▸ **PROBLEM DESCRIPTION**
Every entry below should be reproduced exactly, with all pictures left out.

▸ **Saved data entries**
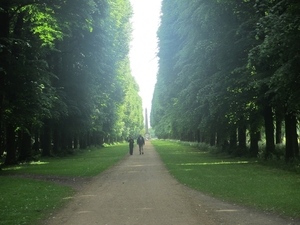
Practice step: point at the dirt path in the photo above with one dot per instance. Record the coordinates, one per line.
(139, 190)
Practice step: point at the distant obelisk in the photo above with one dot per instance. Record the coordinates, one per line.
(146, 125)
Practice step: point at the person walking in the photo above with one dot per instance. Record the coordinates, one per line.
(141, 142)
(131, 143)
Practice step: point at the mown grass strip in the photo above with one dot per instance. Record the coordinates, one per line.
(236, 180)
(84, 163)
(26, 201)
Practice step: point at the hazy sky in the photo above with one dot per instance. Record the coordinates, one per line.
(143, 61)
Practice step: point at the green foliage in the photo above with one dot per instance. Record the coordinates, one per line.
(226, 66)
(88, 162)
(232, 179)
(63, 67)
(26, 201)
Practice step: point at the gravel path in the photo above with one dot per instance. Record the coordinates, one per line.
(140, 191)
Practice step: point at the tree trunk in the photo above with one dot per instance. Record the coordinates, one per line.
(269, 128)
(233, 140)
(278, 130)
(242, 137)
(56, 142)
(254, 139)
(4, 65)
(25, 149)
(291, 146)
(75, 142)
(212, 140)
(11, 158)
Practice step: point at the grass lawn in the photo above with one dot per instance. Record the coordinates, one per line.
(235, 180)
(26, 201)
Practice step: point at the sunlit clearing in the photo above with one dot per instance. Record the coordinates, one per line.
(214, 163)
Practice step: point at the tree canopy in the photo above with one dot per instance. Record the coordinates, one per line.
(65, 78)
(228, 73)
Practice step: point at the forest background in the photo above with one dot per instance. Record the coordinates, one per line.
(229, 76)
(65, 79)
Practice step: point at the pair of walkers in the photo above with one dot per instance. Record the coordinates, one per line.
(140, 141)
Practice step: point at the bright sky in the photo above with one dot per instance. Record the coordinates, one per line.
(143, 60)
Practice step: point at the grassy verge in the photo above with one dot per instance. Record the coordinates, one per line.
(231, 179)
(25, 201)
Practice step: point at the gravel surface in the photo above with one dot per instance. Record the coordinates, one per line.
(139, 190)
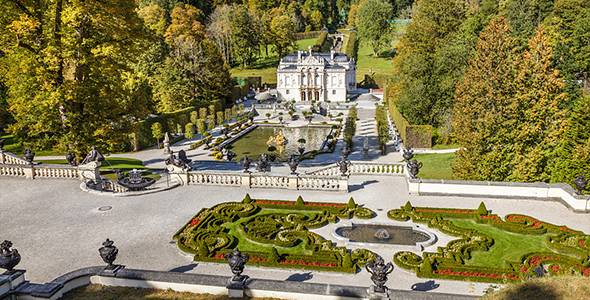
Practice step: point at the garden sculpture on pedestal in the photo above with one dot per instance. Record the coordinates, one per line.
(344, 165)
(71, 159)
(166, 143)
(108, 252)
(9, 258)
(93, 156)
(581, 182)
(293, 164)
(246, 162)
(237, 260)
(379, 271)
(29, 155)
(414, 168)
(230, 155)
(408, 154)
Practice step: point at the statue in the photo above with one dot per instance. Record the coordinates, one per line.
(379, 271)
(230, 155)
(166, 143)
(29, 155)
(581, 182)
(71, 159)
(263, 163)
(293, 164)
(414, 168)
(343, 164)
(108, 252)
(9, 258)
(246, 164)
(93, 155)
(237, 260)
(408, 154)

▸ **RESPONSE TO THE EXERCISE**
Practice step: point at the dirt path in the photo above with one dot per instance. Record the coordinates, one per line.
(139, 190)
Practice step: point at the distant obelisk in the photo above with one dot per instance. Record the coordinates, one per line.
(146, 125)
Practice step: point at the person walking in the photo above with one dot per instance. Record the coordinates, one per line.
(141, 142)
(131, 143)
Practice step: point at the mown grass strip in the photo above with one dot per instance. Record the coordinates, one per line.
(236, 180)
(84, 163)
(26, 201)
Practice step: point at the hazy sky in the photo above with one dot per instance. Record the coordinates, one per line.
(143, 61)
Practice step: point at the green foliage in the photo above with one dot per instance. Record the coordinates, one per line.
(226, 66)
(88, 162)
(232, 179)
(63, 67)
(26, 201)
Practice step: point at the gravel path in the photo above with one dot per instance. Record the coordinates, one per line.
(140, 191)
Practice step: point at the tree trunk in the photo above with one dot per instance. Record the coordinates, one per line.
(269, 128)
(233, 140)
(278, 130)
(242, 137)
(56, 142)
(254, 139)
(4, 65)
(25, 149)
(291, 146)
(75, 142)
(212, 140)
(11, 158)
Practice step: point at the grass lawn in the photo above with one dot per instance. Record the coordinates, one per line.
(235, 180)
(26, 201)
Practice step: point at the sunlit clearing in the photo above with one dot per instance. Record the coordinates, one per line.
(214, 163)
Practice step: point at the tree canopy in the photo above with one dot per instance. Record the coordinates, one per line.
(65, 78)
(228, 73)
Practice step: point at the forest background in the photo above with one dot per instance. Record the coordinates, one per line.
(229, 76)
(65, 79)
Practice step: point at the pair of walkers in the photo above with one dot per instance. Record the coordinates, one per line.
(140, 141)
Practice step: point at the bright sky in the photo above with one dot per instance. Record the coordinates, one per line.
(143, 60)
Practice step: point at the grassy verge in the photo above with one dot per instance. Record the coordinates, one per line.
(231, 179)
(25, 201)
Practice step: point at the gravel surface in the photo above with one dot per instance. Record the coordinates, one per line.
(139, 190)
Practice step: point at the garden sculpture on pedestal in the photo above with one dot per instance. Record the coordinates, one per line.
(344, 165)
(71, 159)
(166, 143)
(108, 252)
(9, 258)
(93, 156)
(581, 182)
(293, 164)
(246, 162)
(237, 260)
(379, 271)
(29, 155)
(414, 168)
(230, 155)
(408, 154)
Practice step: point at the statue in the photo above with one dot per instance. Record the coordinates, one per line.
(379, 271)
(230, 155)
(166, 143)
(29, 155)
(581, 182)
(71, 159)
(263, 163)
(293, 164)
(414, 168)
(343, 164)
(108, 252)
(9, 258)
(246, 164)
(93, 155)
(237, 260)
(408, 154)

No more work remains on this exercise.